*** SUPPLIED INFORMATION Section Begins ***

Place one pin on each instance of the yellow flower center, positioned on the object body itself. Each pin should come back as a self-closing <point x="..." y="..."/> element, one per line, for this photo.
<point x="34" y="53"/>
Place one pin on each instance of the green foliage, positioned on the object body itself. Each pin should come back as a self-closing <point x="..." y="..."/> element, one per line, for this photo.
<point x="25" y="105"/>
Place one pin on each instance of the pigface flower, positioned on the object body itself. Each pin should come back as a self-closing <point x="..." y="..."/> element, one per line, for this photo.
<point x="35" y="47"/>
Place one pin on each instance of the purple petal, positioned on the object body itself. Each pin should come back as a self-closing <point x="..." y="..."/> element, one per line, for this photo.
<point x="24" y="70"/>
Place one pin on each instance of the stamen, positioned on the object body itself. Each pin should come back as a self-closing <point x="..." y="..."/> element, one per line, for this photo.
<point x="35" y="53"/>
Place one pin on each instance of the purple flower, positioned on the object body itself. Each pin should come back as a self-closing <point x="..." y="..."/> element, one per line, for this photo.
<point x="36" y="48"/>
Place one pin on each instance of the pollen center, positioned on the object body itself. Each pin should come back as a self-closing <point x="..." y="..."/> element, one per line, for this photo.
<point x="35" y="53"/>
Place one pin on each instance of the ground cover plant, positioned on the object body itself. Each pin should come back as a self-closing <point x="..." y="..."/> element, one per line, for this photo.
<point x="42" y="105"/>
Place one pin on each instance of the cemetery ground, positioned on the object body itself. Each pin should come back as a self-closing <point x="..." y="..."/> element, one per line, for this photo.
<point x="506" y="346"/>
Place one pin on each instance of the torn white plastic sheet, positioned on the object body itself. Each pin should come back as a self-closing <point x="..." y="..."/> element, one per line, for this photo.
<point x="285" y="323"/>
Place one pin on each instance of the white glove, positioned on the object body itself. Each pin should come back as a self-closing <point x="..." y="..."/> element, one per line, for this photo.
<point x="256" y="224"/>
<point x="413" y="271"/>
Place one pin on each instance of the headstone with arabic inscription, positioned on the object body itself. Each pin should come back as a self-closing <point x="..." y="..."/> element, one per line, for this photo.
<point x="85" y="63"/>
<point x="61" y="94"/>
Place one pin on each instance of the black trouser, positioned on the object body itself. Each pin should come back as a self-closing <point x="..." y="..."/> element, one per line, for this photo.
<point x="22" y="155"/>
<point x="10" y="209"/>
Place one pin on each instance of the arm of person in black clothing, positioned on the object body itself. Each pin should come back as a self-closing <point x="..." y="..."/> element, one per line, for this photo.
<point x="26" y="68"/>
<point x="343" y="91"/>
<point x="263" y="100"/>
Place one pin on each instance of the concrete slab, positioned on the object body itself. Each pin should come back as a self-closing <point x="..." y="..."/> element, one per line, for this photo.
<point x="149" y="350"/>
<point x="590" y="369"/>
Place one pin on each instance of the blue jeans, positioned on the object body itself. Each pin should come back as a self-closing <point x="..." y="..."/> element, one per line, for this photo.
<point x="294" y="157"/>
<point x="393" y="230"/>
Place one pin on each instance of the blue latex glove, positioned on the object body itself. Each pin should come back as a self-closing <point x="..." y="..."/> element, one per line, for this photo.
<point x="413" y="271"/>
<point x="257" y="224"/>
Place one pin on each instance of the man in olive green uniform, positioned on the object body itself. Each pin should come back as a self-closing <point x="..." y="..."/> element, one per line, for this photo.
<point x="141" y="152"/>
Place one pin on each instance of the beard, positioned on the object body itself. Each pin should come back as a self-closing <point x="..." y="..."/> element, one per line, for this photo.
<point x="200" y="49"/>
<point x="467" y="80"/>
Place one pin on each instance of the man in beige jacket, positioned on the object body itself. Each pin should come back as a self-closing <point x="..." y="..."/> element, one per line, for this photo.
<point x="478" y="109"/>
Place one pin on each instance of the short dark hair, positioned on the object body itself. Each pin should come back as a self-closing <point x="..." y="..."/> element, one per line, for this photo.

*** SUPPLIED INFORMATION Section Ends ***

**TASK DETAILS**: Write out exactly those lines running from the line with "Place one pin on each instance of the man in beige" to the end of the data above, the first and last included.

**REPLY**:
Place one pin on each instance of the man in beige jacket, positioned on the object body itself. Each pin should come back as a self-closing <point x="..." y="..."/> element, one per line, for this photo.
<point x="478" y="109"/>
Place one pin on each instance of the short dark hair, positioned on the object body itself. Each pin should come back as a self-closing <point x="..." y="..."/> element, one per line, for this photo.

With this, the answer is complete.